* [Consignes]:
• a. Dans l'extrait sur Alfred Bihan, reprenez le passage qui s'ouvre sur les mots « Membre d’une fratrie » et se termine par « de version grecque. ». Substituez-y « neuf » à « huit ».
• b. Poursuivez l'extrait sur Alfred Bihan au-delà de sa dernière phrase.

═════ Extrait de page ═════

Publié le 3 Mai 2025
Organisée par le comité de Bois-Colombes, sa présidente Christiane Drecq et son équipe notamment de jeunes, la cérémonie en hommage à l’un des « Cent » identifié dans notre délégation a eu lieu en avril dernier, en présence du maire et de plusieurs élus ainsi que d’une représentante de la SNCF.
Quelques voyageurs intrigués se sont joints à cette commémoration qui se déroulait dans la gare de Bois-Colombes.
L’évocation ci-dessous de ce destin tragique nous rappelle la fragilité de certaines de nos certitudes.
« Monsieur le maire, Monsieur l’adjoint chargé de la mémoire, Monsieur le conseiller municipal, Madame Legoux de la direction des lignes LAJ de la SNCF, Madame la présidente du comité du SF de Bois-Colombes, Monsieur le président du comité de Colombes, Mesdames et Messieurs les porte-drapeaux, chers amis et voyageurs,
Chaque année notre association mémorielle rend hommage à des Morts pour la France, un par département dont le destin a basculé il y a 80 ans. Cette année est bien sûr marquée par la commémoration de la libération des camps et c’est Alfred Bihan (et non Le Bihan comme il est inscrit sur cette plaque mais lui-même l’écrivait parfois ainsi) qui a été retenu pour les Hauts-de-Seine et la revue les « Cent » qui sort en ce mois d’avril.
Le 23 août 2013, le réalisateur Dominique Philiponska et le professeur des écoles Alain Quillévéré ont présenté un documentaire de 52 minutes retraçant l'itinéraire d'Alfred Bihan, mort en déportation, dont l’histoire a pu être retracée grâce à une boîte contenant des documents militaires et son courrier personnel. Cette boîte fut découverte à la déchetterie de Lannion.
Alfred est né en 1917 à Landébaëron, petite commune près de Guingamp dans les actuelles Côtes d’Armor.
Membre d’une fratrie de huit enfants, il connaît à 15 ans, en 1932, l’épreuve de la mort de son frère puis celle de son père deux ans plus tard, en 1934, année au cours de laquelle il obtient à l'institution Saint-Joseph de Lannion les premiers prix de version latine et de version grecque.
Il entre en 1935 au grand séminaire de Saint-Brieuc. Mais sa vocation n'est pas affirmée. Il devance alors l'appel et rejoint le 8e régiment du génie à Versailles. Nous sommes en 1937.
3 ans plus tard, il est affecté le 1er mai 1940 à la 2e division cuirassée de réserve, dans les transmissions, avant le déclenchement de l'offensive allemande de mai-juin 1940. Engagé dans de violents combats sur le front dans les Ardennes, l’Oise et la Somme, sa conduite lui vaut une citation à l'ordre du régiment avec attribution de la Croix de guerre, avant d’être démobilisé le 30 août 1940. Le sergent Alfred Bihan rentre en Bretagne jusqu'en décembre 1941 comme ouvrier agricole.

═════ Segment de données ═════

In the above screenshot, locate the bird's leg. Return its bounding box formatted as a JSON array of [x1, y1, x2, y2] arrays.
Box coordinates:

═════

* [Réponses]:
• a.
Membre d’une fratrie de neuf enfants, il connaît à 15 ans, en 1932, l’épreuve de la mort de son frère puis celle de son père deux ans plus tard, en 1934, année au cours de laquelle il obtient à l'institution Saint-Joseph de Lannion les premiers prix de version latine et de version grecque.

• b.
C’est alors qu’il devient « agent temporaire », manutentionnaire à la gare de Bois-Colombes, tandis qu’il vit à Colombes, au 24 rue Jean-Louis Louet avant de déménager au 29 de la rue de Rueil (aujourd’hui rue d’Estienne-d’Orves), dans une pension de famille.
Ce jeune célibataire sans enfant, sans véritable qualification professionnelle est une proie facile pour répondre aux exigences allemandes qui réclament au gouvernement de collaboration 250 000 travailleurs dont 10 700 agents des chemins de fer. La loi du gouvernement de Vichy du 4 septembre 1942 permet notamment à l’inspection de la main d’œuvre des transports de répondre à la demande allemande. C’est ainsi qu’il est désigné pour partir le 18 décembre 1942 travailler dans les chemins de fer allemands. Cependant son « Certificat d’embauchage » de l’office de placement allemand ne sera pas honoré car Alfred Bihan refuse de partir pour l’Allemagne. Il devient réfractaire et retourne en Bretagne. Après quelques jours auprès de sa mère, il se réfugie dans une ferme sur la côte à Lézardrieux où il travaille comme ouvrier agricole sans doute sous une fausse identité. Il entre alors en contact avec un groupe de jeunes résolus à poursuivre la lutte auprès des Forces Françaises Libres du général de Gaulle. Leur plan consistait - j’allais dire tout simplement - à s'emparer d'une vedette du service des Phares et Balises afin de rejoindre l'Angleterre.
Mais au matin du 8 mars 1943, sur l'Île Maudez (Modez), c'est un navire de la Kriegsmarine qui vient cueillir Alfred et cinq de ses camarades dans l’anse du Trieux.
La dénonciation ne fait aucun doute, elle est d’ailleurs corroborée par différentes sources. Ils sont immédiatement incarcérés à la prison de Saint-Brieuc.
Tous seront déportés, après avoir été regroupés avec d’autres résistants au camp de Royallieu près de Compiègne avant d’être transférés par wagons de marchandises en Allemagne en différents lieux aussi abominables les uns que les autres :
- Au camp de concentration d’Oranienburg-Sachsenhausen le 10 mai puis à Küstrin, à 70 kilomètres à l’est de Berlin. Dans ce camp il y a là environ deux-cents Français (sur deux cent cinquante détenus, ce qui est une exception dans l’univers concentrationnaire) qui travaillent dans un grand complexe industriel Zellwolle Zellulose Werk, qui fabrique de la pâte à papier et des dérivés de la cellulose.
La plupart des détenus travaillent à l’extérieur des bâtiments (manutention, terrassement), mais quelques spécialistes sont affectés à l’intérieur de l’usine sur des machines. Et cela leur permet d’avoir des contacts avec des prisonniers de guerre français, des civils allemands, et d’obtenir ainsi quelques informations (comme l’annonce du débarquement en Normandie par exemple).
- Transféré au kommando de Trebnitz, à 40 kilomètres à l’ouest de Küstrin, le 1er octobre 1944. Il est affecté à la carrière, c’est-à-dire dans des conditions physiques particulièrement difficiles.
- Quatre mois plus tard, en raison de l’avance des troupes soviétiques, il est évacué par un froid glacial vers le camp de Flossenbürg le 02/02/45.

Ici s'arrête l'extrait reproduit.